Search code examples
pythonpandasdataframedata-cleaning

How to remove lists in a column of a pandas data frame for converting categorical values to numerical values


I am trying to use the pd.get_dummies() function to convert categorical features to numerical, but the problem is that I have a column with lists.This is the genre column by the way.

0     ['Action', 'Adventure', 'Comedy', 'Drama', 'Sc...

1     ['Action', 'Drama', 'Mystery', 'Sci-Fi', 'Space']

2     ['Action', 'Sci-Fi', 'Adventure', 'Comedy', 'D...

3     ['Action', 'Magic', 'Police', 'Supernatural', ...

4     ['Adventure', 'Fantasy', 'Shounen', 'Supernatu...

DATA LINES
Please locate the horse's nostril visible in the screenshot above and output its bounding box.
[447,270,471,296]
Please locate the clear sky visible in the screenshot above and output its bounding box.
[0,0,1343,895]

REQUIRED TASK
Copy out the entire pandas question word for word. The listing isn't needed for anything here.

ANSWER TO THIS PROBLEM
Search code examples
pythonpandasdataframedata-cleaning

How to remove lists in a column of a pandas data frame for converting categorical values to numerical values


I am trying to use the pd.get_dummies() function to convert categorical features to numerical, but the problem is that I have a column with lists.This is the genre column by the way.

0     ['Action', 'Adventure', 'Comedy', 'Drama', 'Sc...

1     ['Action', 'Drama', 'Mystery', 'Sci-Fi', 'Space']

2     ['Action', 'Sci-Fi', 'Adventure', 'Comedy', 'D...

3     ['Action', 'Magic', 'Police', 'Supernatural', ...

4     ['Adventure', 'Fantasy', 'Shounen', 'Supernatu...